Предоставленный текст:
Так благодаря ей с самого детства жизнь нашего героя соприкасается с искусством, а библиотекой становится для него собственный сад. Именно бабушка уговаривает его гулять в любую погоду, а потому, не желая отрываться от книги, он уходит под каштан, в маленькую плетеную беседку, где укрывается от чужих глаз. Там он читает сельские романы Жорж Санд, сочинения Стендаля, Бальзака и, конечно, Бергота — вымышленного автора, вместившего в себя черты прежде всего Анатоля Франса. Обратите особое внимание на его восхищение Берготом: его будет любопытно сравнить с впечатлениями Марселя, когда его представят Берготу лично.
Пока же мы видим, как зарождается другой автор — сам Марсель.
Писательский путь Марселя и его муки творчества — разорванность между желанием, потребностью и необходимостью писать, с одной стороны, и ощущением собственной неспособности к такому труду, с другой, — один из лейтмотивов романа.
Марсель в первом томе во многом повторяет положение самого Пруста. Всего пара десятков страниц может отделять мучительное признание в том, что “у меня нет способностей к литературе и я должен навсегда отказаться от надежды стать знаменитым писателем”, от подлинного ликования творца, превратившегося в курицу, снесшего яйцо и запевшего во все горло, — именно так Марсель отреагирует на свой текст о Мартенвилльских колокольнях: “Они напомнили мне трех девушек из легенды, которых бросили одних в наступающей темноте; и пока мы галопом летели все дальше и дальше, я видел, как они робко ищут дорогу и как их благородные силуэты, сделав несколько робких шагов в сторону, сбились в кучку, попрятались друг за дружку, замерли в розовом еще небе, словно одна темная, прелестная, смирившаяся фигура, и растаяли в ночи”.
Но, чу — из дальнего конца сада доносится звук. Все тут же начинают громко шушукаться: к нам гости, кто бы это мог быть? — но все уже знают, что это Шарль Сванн.
И под громкое дедово “Узнаю голос Сванна!” — мы отправляемся в столовую.
Столовая
Шарля Сванна в доме Марселя чаще всего будут узнавать по голосу, еще до того как перед семьей возникнет его лицо — нос с горбинкой, зеленые глаза, высокий лоб в ореоле белокурых, почти рыжих волос.
И хотя на авансцену романа Шарль Сванн выйдет во второй части первого тома, в “Любви Сванна”, но уже здесь, в первой, Прусту удается сообщить читателю эту мистическую, почти мифологическую тягу к фигуре Сванна.

Исходные строки:
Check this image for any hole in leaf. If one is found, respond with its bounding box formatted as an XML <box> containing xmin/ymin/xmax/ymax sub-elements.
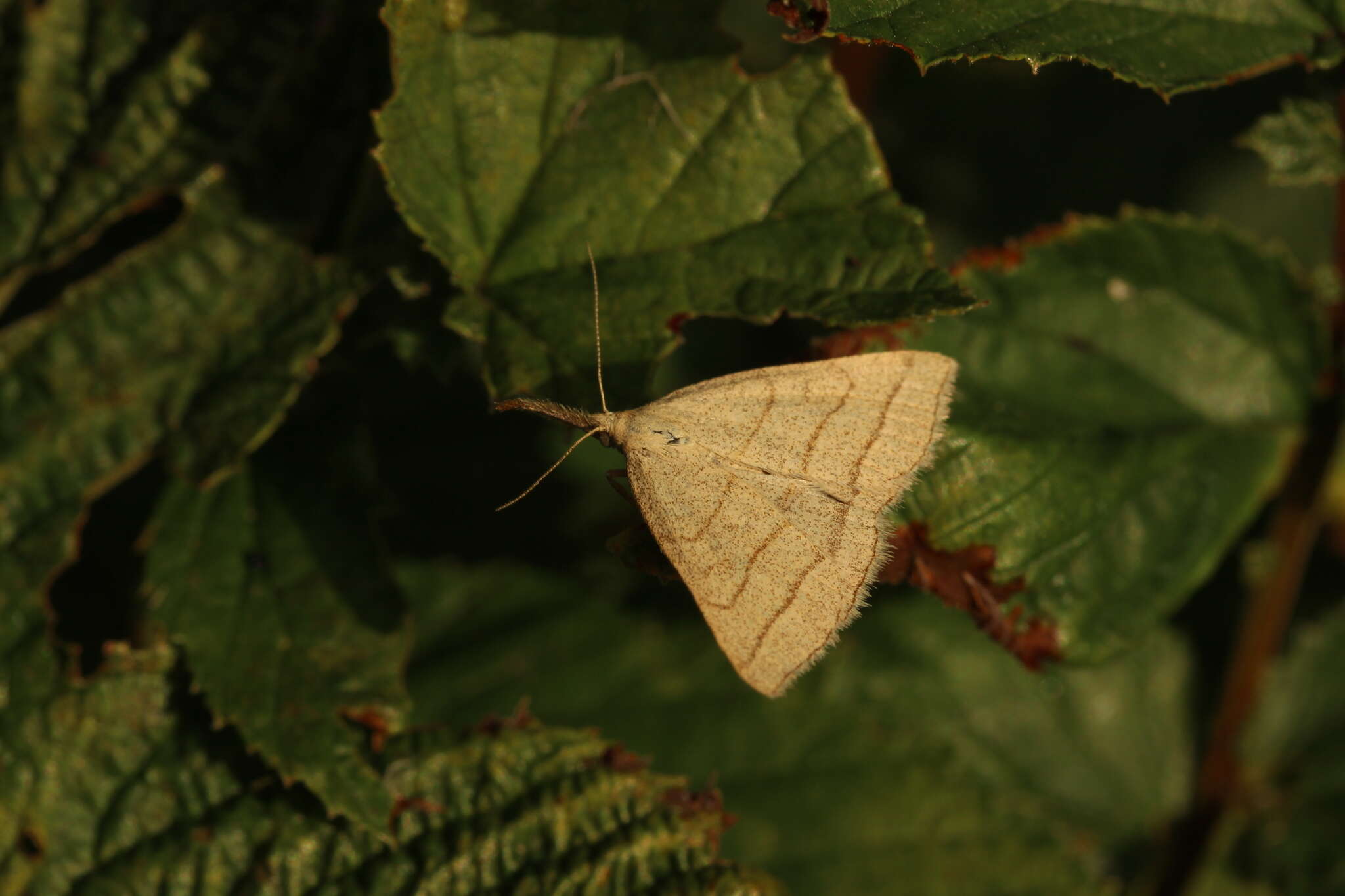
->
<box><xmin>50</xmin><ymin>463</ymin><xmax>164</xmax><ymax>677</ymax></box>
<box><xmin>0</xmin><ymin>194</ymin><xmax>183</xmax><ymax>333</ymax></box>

* * *

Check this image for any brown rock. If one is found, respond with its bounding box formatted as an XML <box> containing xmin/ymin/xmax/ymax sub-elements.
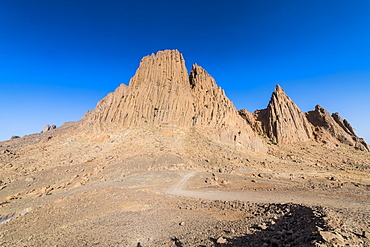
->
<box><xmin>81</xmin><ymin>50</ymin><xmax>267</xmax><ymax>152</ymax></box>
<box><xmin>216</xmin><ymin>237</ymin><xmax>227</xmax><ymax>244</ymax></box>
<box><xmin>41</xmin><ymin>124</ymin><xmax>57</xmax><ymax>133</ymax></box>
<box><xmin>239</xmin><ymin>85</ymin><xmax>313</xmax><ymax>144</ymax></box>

---

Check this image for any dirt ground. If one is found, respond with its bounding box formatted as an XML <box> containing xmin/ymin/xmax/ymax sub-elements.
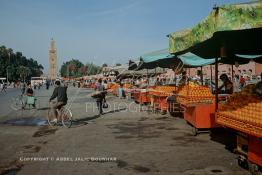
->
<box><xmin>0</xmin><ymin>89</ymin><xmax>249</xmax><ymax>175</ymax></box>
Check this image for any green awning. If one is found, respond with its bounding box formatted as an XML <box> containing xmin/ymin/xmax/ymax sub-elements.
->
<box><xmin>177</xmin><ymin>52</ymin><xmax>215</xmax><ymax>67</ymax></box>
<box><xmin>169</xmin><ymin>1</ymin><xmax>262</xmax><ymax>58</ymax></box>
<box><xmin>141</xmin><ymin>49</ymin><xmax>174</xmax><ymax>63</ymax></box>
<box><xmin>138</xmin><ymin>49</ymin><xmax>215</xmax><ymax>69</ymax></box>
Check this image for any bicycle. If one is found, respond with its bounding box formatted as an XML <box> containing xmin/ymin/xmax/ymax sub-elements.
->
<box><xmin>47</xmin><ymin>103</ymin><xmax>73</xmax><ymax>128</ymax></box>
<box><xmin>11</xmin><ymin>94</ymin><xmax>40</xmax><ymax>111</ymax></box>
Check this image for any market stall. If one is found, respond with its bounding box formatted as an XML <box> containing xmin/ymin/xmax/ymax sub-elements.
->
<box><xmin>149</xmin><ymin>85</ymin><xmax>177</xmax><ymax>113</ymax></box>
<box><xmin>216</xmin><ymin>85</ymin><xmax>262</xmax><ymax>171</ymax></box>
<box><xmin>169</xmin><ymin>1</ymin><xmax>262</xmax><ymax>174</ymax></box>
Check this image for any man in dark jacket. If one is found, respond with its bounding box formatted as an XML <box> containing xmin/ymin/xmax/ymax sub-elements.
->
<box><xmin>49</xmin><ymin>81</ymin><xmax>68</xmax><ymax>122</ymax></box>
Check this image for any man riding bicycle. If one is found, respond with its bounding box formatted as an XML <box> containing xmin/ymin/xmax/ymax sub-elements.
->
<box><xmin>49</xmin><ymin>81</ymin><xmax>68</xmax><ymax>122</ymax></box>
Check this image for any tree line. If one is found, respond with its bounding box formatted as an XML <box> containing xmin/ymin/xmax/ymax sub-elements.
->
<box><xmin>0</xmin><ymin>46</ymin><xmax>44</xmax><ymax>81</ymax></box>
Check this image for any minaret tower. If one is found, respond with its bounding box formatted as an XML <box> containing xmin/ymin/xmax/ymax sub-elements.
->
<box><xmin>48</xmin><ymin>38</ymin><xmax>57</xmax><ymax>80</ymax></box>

Задание A:
Ответьте по тексту о романе Пруста:
(i) Где в саду герой прячется с книгой?
(ii) Черты какого писателя прежде всего вместил в себя Бергот?
(iii) По чему в доме Марселя чаще всего узнают Шарля Сванна?
Задание B: Перепишите слово в слово отрывок из текста о романе Пруста, начиная со слов «Так благодаря ей» и заканчивая словами «представят Берготу лично.».
Задание C: Допишите продолжение текста о романе Пруста после его последнего предложения.

Ответ A:
(i) Под каштаном, в маленькой плетеной беседке.
(ii) Анатоля Франса.
(iii) По голосу.

Ответ B:
Так благодаря ей с самого детства жизнь нашего героя соприкасается с искусством, а библиотекой становится для него собственный сад. Именно бабушка уговаривает его гулять в любую погоду, а потому, не желая отрываться от книги, он уходит под каштан, в маленькую плетеную беседку, где укрывается от чужих глаз. Там он читает сельские романы Жорж Санд, сочинения Стендаля, Бальзака и, конечно, Бергота — вымышленного автора, вместившего в себя черты прежде всего Анатоля Франса. Обратите особое внимание на его восхищение Берготом: его будет любопытно сравнить с впечатлениями Марселя, когда его представят Берготу лично.

Ответ C:
Остроумный, но скромный и сдержанный, сын биржевого маклера еврейского происхождения (в будущем мы поймем, почему это важно), одновременно друг и семьи Марселя, и принца Уэльского, вхожий в обе эти стороны — буржуазную и аристократическую.
Наконец, автор проекта реформы французской печати, нашумевшего в гостиной Марселя: ведь наши газеты, — объяснял Сванн, — привлекают внимание к незначительным предметам, а мы прочитываем в жизни от силы три или четыре книги, в которых говорится о главном. Следовательно, в газете надо печатать… ну, не знаю… да хотя бы “Мысли” Паскаля!
Это предложение из уст Сванна звучит подчеркнуто иронически — он же не хочет произвести впечатление педанта. Сванн вообще никогда не говорит серьезно. Сванн — это вечная ироничность и нарочитая поверхностность, а за ней — невидимая обычному глазу глубина, которая даже вызывает недоуменный вопрос рассказчика: “Для какой другой жизни приберегает он возможность высказать наконец серьезно, что он думает о том и об этом, изложить такие мнения, которые можно не брать в кавычки?..”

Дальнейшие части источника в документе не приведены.